Items listed in a dataset

* BEGIN *

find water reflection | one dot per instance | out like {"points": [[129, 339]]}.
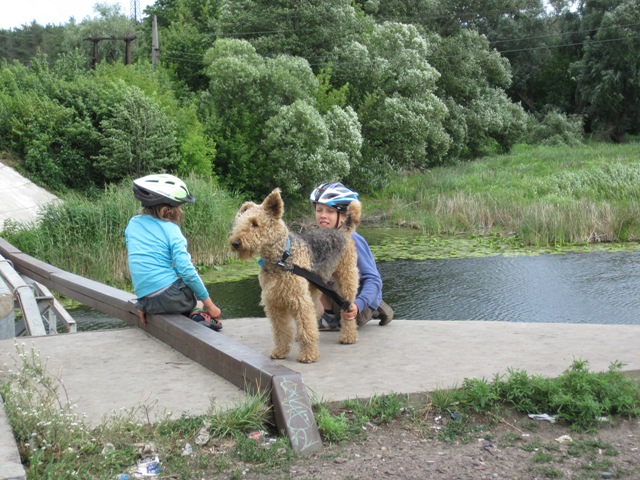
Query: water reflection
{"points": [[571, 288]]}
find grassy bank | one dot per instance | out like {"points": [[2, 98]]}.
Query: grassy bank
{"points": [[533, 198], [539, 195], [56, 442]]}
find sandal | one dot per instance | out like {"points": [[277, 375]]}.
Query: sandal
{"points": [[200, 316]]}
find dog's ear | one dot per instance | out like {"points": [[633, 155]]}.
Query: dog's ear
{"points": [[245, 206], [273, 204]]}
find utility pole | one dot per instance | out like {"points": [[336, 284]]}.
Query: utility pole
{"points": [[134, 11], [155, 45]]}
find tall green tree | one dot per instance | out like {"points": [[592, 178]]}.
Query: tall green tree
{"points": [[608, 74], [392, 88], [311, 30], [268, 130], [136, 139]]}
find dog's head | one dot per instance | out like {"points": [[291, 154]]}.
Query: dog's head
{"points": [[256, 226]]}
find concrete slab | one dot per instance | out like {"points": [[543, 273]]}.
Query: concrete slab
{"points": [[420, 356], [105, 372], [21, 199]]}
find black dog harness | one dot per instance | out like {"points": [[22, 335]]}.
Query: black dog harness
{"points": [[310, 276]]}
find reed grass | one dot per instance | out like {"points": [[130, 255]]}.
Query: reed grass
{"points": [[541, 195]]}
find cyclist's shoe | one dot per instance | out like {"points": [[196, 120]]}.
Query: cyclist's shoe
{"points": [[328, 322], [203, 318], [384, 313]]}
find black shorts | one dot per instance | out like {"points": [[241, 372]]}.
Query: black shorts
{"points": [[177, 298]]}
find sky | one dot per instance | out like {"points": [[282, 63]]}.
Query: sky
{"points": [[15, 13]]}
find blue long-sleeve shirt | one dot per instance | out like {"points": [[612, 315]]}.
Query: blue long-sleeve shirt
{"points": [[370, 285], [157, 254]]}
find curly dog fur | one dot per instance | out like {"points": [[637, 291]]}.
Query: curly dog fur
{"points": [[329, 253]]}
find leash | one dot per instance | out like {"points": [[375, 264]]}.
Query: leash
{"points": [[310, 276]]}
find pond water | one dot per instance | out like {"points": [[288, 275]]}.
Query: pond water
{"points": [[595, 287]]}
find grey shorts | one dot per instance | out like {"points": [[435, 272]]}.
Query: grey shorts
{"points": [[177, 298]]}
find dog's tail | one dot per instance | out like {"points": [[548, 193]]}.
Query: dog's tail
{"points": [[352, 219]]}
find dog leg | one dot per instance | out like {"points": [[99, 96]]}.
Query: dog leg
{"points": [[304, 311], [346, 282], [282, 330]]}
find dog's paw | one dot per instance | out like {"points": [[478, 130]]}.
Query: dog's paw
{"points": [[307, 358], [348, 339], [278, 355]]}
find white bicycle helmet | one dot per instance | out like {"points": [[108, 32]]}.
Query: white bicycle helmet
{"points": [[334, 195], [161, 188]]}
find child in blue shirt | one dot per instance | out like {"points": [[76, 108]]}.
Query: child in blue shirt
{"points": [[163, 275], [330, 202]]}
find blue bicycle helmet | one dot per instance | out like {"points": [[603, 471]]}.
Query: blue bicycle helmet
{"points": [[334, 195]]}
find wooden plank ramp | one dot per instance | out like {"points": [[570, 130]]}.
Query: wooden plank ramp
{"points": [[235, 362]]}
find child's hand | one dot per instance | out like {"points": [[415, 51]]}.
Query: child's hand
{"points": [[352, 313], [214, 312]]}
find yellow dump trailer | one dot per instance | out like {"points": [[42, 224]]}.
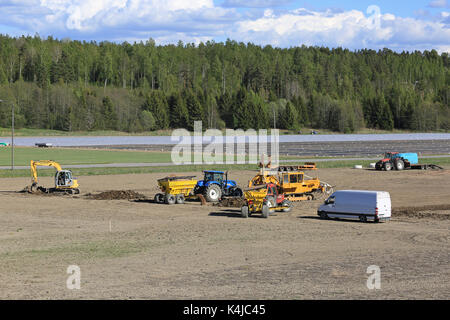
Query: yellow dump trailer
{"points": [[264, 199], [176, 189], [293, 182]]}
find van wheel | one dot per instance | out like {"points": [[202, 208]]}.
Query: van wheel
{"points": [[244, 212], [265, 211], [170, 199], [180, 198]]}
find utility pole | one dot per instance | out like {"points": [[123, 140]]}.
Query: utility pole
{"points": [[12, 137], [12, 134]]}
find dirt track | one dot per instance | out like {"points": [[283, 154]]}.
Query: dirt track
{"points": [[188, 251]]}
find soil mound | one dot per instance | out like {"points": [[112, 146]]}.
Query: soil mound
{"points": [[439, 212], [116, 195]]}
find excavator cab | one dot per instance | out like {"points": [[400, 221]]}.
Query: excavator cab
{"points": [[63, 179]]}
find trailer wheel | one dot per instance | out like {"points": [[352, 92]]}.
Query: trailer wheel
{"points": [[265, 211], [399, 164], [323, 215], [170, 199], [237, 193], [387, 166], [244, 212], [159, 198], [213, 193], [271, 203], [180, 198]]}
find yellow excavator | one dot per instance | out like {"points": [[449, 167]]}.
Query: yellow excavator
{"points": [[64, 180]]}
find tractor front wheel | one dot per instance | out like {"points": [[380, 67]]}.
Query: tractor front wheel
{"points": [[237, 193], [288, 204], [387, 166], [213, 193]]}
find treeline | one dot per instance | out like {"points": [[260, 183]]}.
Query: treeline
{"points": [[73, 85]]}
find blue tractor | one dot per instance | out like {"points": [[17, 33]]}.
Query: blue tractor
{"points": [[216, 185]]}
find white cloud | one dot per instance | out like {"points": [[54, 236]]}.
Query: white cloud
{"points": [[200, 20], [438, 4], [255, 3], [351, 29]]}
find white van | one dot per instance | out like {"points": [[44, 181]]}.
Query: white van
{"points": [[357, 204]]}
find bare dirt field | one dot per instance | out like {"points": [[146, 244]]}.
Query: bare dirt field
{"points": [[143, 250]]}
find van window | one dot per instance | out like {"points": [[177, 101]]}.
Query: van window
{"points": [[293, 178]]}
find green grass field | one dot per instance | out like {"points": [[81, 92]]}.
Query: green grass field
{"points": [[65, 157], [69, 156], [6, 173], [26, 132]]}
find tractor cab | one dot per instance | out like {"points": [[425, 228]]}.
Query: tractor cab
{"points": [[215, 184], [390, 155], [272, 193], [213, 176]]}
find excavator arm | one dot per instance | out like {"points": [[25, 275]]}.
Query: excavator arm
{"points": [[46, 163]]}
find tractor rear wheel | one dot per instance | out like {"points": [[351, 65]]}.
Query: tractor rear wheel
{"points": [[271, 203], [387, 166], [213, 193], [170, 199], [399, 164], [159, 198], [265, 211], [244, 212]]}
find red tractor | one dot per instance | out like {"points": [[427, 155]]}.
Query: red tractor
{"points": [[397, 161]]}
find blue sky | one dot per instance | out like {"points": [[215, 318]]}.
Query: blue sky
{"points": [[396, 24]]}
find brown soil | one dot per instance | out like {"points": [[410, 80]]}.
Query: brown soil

* END *

• To be done
Quote everything in the listing above exactly; pictures are the only thing to omit.

• Reply
find water reflection | one dot per instance | out like {"points": [[129, 339]]}.
Query: water reflection
{"points": [[571, 288]]}
find grassy bank | one dot per instance | out like {"points": [[2, 98]]}.
Query: grassy bank
{"points": [[533, 198], [539, 195], [56, 442]]}
find sandal | one dot per instance | out like {"points": [[277, 375]]}.
Query: sandal
{"points": [[200, 316]]}
find dog's ear | one dot per instance | out like {"points": [[633, 155]]}.
Query: dog's ear
{"points": [[245, 206], [273, 204]]}
find utility pole | one dot per instance | out like {"points": [[336, 284]]}.
Query: utility pole
{"points": [[134, 11], [155, 45]]}
find tall green tree | one dot per instance | out like {"points": [[592, 178]]}.
Query: tall green tree
{"points": [[608, 74], [392, 88], [311, 30], [268, 130], [136, 139]]}
find dog's head | one dot per instance | out like {"points": [[291, 154]]}.
Query: dog's head
{"points": [[256, 226]]}
find concrete slab | one dot per instance | out like {"points": [[543, 273]]}.
Query: concrete slab
{"points": [[420, 356], [105, 372], [21, 199]]}
find black dog harness | one dot per instance | out like {"points": [[22, 335]]}.
Query: black dog harness
{"points": [[310, 276]]}
find reed grass | one dot per instance | out like {"points": [[130, 255]]}.
Query: reed grass
{"points": [[541, 195]]}
find cyclist's shoe | one dot per instance | out like {"points": [[196, 120]]}.
Query: cyclist's shoe
{"points": [[328, 322], [203, 318], [384, 313]]}
find black shorts | one dot per instance | out like {"points": [[241, 372]]}.
Query: black shorts
{"points": [[177, 298]]}
find sky | one dot per instance | out like {"points": [[282, 63]]}.
Query: sky
{"points": [[15, 13]]}
find blue long-sleeve shirt | one dot per instance | out like {"points": [[612, 315]]}.
Query: blue long-sleeve shirt
{"points": [[370, 285], [157, 254]]}
find curly dog fur | one dot per instance | out like {"points": [[637, 291]]}.
Query: curly dog fur
{"points": [[329, 253]]}
find leash | one dot per instance | out like {"points": [[375, 264]]}.
Query: leash
{"points": [[310, 276]]}
find pond water | one dot per instance | out like {"points": [[288, 275]]}.
Query: pond water
{"points": [[595, 287]]}
find grey shorts | one dot per instance | out like {"points": [[435, 272]]}.
Query: grey shorts
{"points": [[177, 298]]}
find dog's tail | one dot per instance | out like {"points": [[548, 193]]}.
Query: dog's tail
{"points": [[352, 219]]}
find dog leg | one dot per instance | out like {"points": [[99, 96]]}.
Query: dog leg
{"points": [[304, 311], [346, 282], [282, 330]]}
find dog's paw | one dot per instance | out like {"points": [[478, 130]]}.
Query: dog's paw
{"points": [[307, 358], [348, 339], [278, 355]]}
find white bicycle helmet | one dot per instance | out like {"points": [[108, 32]]}.
Query: white bicycle helmet
{"points": [[334, 195], [161, 188]]}
find child in blue shirt | one dot per instance | out like {"points": [[76, 108]]}.
Query: child in blue shirt
{"points": [[163, 275], [330, 202]]}
find blue bicycle helmet | one dot per instance | out like {"points": [[603, 471]]}.
Query: blue bicycle helmet
{"points": [[334, 195]]}
find wooden plank ramp | one dot per instance | out like {"points": [[570, 130]]}.
Query: wooden plank ramp
{"points": [[235, 362]]}
find child's hand | one dot per instance | out like {"points": [[415, 51]]}.
Query: child's hand
{"points": [[352, 313], [214, 312]]}
find yellow dump trailer | one dot per instance | out like {"points": [[42, 224]]}.
Query: yellow dump trailer
{"points": [[264, 199], [176, 189], [293, 182]]}
find van wheel | one dot per instance | out like {"points": [[202, 208]]}.
Query: van wheel
{"points": [[244, 212], [265, 211], [170, 199], [180, 198]]}
find utility pole | one dot per instance | out like {"points": [[123, 140]]}.
Query: utility pole
{"points": [[12, 137], [12, 134]]}
find dirt track | one dot per instance | out like {"points": [[283, 154]]}.
Query: dirt track
{"points": [[188, 251]]}
find soil mound | one dot per instance | out like {"points": [[112, 146]]}.
Query: soil mound
{"points": [[439, 212], [116, 195]]}
find excavator cab | one dot per instance | out like {"points": [[400, 221]]}.
Query: excavator cab
{"points": [[63, 179]]}
find trailer wheel | one dot per instance | out like {"points": [[352, 92]]}.
Query: trailer wheel
{"points": [[265, 211], [399, 164], [323, 215], [170, 199], [237, 193], [387, 166], [244, 212], [159, 198], [213, 193], [271, 203], [180, 198]]}
find yellow excavator | one dot per instance | out like {"points": [[449, 167]]}.
Query: yellow excavator
{"points": [[64, 180]]}
find tractor front wheel | one dot per instance | out like {"points": [[380, 67]]}.
Query: tractor front wheel
{"points": [[237, 193], [288, 204], [387, 166], [213, 193]]}
find treeline | one dot per instance | out like {"points": [[260, 183]]}.
Query: treeline
{"points": [[73, 85]]}
find blue tractor | one dot per instance | out like {"points": [[17, 33]]}.
Query: blue tractor
{"points": [[216, 185]]}
find white cloud | one dot per instance | out like {"points": [[54, 236]]}.
Query: white cloud
{"points": [[200, 20], [438, 4], [255, 3], [351, 29]]}
find white van | one dot per instance | out like {"points": [[44, 181]]}.
Query: white van
{"points": [[357, 204]]}
find bare dirt field | one dot per instance | out like {"points": [[146, 244]]}.
Query: bare dirt field
{"points": [[143, 250]]}
find van window | one dot per instance | out like {"points": [[177, 101]]}.
Query: van window
{"points": [[293, 178]]}
find green grass field | one dot per instance | out like {"points": [[81, 92]]}.
Query: green grass field
{"points": [[65, 157], [69, 156], [6, 173], [26, 132]]}
find tractor cab | one dot per instance | out like {"points": [[425, 228]]}.
Query: tractor cab
{"points": [[215, 184], [390, 155], [272, 193], [213, 176]]}
find excavator arm | one dot per instance | out like {"points": [[25, 275]]}.
Query: excavator arm
{"points": [[46, 163]]}
find tractor rear wheel | one dot per instance | out like {"points": [[351, 65]]}.
Query: tractor rear wheel
{"points": [[271, 203], [387, 166], [213, 193], [170, 199], [399, 164], [159, 198], [265, 211], [244, 212]]}
find red tractor | one dot per instance | out like {"points": [[427, 155]]}.
Query: red tractor
{"points": [[397, 161]]}
find blue sky | one dot per instance | out like {"points": [[215, 318]]}.
Query: blue sky
{"points": [[396, 24]]}
find brown soil | one dot per instance | out like {"points": [[410, 80]]}.
Query: brown soil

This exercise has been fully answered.